Go through the entries below and tally each line holding the string "striped". Return the number only.

### Dataset excerpts
======

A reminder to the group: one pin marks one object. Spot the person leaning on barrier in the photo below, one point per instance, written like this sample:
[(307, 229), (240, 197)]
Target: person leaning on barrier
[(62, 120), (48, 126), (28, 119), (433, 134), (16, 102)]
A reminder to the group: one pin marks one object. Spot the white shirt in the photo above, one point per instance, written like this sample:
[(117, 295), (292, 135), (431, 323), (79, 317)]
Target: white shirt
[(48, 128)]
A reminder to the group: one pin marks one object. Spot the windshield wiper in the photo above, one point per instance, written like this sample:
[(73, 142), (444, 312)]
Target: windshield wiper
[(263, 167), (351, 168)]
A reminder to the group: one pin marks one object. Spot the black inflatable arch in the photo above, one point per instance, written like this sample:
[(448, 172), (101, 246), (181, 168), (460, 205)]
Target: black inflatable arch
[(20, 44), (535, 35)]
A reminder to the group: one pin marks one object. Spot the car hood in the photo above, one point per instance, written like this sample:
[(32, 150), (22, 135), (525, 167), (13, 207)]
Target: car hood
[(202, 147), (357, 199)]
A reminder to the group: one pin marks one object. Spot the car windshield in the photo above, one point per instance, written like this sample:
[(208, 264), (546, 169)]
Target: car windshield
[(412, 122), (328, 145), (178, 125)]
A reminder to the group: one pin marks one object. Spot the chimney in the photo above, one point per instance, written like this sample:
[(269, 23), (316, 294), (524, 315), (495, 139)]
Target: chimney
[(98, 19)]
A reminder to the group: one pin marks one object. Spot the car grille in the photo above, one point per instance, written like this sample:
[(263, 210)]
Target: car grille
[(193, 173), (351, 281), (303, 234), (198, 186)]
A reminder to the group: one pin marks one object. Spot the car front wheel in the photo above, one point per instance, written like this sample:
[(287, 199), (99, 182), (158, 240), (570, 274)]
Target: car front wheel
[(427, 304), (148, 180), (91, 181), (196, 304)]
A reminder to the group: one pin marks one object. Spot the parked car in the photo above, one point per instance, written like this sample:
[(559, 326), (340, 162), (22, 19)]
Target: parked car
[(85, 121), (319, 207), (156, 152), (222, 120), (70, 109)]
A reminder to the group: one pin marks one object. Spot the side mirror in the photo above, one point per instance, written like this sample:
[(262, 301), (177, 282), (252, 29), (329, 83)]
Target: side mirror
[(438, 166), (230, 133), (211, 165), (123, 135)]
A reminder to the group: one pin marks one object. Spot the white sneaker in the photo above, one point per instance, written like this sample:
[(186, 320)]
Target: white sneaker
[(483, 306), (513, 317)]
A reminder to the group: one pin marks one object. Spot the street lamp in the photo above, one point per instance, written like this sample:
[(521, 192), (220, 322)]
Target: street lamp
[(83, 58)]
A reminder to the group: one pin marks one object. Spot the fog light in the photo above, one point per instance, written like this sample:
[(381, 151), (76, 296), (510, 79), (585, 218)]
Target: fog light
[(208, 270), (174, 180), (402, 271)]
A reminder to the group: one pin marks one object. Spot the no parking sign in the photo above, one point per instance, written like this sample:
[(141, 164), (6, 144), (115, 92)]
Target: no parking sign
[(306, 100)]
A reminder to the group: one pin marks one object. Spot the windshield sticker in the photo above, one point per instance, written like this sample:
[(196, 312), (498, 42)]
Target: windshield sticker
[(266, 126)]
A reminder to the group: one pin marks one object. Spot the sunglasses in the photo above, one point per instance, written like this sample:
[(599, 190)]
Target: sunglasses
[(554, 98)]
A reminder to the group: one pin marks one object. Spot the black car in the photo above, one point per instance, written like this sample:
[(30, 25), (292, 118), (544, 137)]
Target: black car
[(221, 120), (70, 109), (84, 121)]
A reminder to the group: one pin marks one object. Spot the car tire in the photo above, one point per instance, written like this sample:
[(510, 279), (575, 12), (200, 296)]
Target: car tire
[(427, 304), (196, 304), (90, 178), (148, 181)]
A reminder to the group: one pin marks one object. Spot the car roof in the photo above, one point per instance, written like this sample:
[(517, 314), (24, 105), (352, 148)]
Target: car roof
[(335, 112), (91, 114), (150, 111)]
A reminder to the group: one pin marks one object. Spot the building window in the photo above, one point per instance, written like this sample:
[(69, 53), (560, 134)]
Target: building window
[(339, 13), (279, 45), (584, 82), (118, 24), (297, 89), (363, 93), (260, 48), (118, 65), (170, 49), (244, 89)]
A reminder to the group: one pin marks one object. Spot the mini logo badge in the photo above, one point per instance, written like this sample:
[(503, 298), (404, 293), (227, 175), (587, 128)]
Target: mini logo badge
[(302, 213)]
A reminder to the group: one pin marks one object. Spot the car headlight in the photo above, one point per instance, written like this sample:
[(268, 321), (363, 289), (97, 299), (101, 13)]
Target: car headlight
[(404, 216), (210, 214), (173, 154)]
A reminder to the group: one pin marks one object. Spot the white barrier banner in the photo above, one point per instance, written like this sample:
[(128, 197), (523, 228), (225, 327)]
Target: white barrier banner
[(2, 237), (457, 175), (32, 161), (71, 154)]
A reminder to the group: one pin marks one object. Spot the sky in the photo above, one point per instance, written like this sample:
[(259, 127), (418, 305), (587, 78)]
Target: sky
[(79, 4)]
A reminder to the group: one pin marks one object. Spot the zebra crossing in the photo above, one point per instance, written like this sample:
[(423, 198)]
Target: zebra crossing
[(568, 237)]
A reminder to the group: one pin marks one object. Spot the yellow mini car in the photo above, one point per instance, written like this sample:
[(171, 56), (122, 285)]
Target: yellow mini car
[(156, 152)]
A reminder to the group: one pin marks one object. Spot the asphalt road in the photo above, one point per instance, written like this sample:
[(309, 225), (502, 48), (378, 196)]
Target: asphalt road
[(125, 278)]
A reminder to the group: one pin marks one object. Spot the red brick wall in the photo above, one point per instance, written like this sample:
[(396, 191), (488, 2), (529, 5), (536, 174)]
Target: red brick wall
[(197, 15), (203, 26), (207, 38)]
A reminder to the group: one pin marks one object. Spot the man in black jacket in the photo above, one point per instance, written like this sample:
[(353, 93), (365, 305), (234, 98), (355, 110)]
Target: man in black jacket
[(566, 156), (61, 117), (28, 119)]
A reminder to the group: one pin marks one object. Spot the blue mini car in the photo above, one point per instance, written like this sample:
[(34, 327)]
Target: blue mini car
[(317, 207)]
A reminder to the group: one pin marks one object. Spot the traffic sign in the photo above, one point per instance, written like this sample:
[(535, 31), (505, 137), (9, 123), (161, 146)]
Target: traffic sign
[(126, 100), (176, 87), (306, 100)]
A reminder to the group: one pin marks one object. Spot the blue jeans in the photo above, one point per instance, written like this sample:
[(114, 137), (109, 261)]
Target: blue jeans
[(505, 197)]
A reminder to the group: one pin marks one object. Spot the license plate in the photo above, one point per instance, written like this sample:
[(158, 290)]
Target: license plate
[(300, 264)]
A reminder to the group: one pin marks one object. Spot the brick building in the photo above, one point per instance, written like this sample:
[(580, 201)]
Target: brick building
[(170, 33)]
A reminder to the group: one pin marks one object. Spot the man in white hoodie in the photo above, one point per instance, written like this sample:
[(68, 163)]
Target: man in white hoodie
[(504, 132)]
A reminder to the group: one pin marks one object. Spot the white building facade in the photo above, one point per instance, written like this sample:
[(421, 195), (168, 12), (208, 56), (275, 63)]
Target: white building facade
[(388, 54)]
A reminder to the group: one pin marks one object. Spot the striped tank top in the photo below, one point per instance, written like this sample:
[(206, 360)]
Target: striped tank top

======

### Response to the exercise
2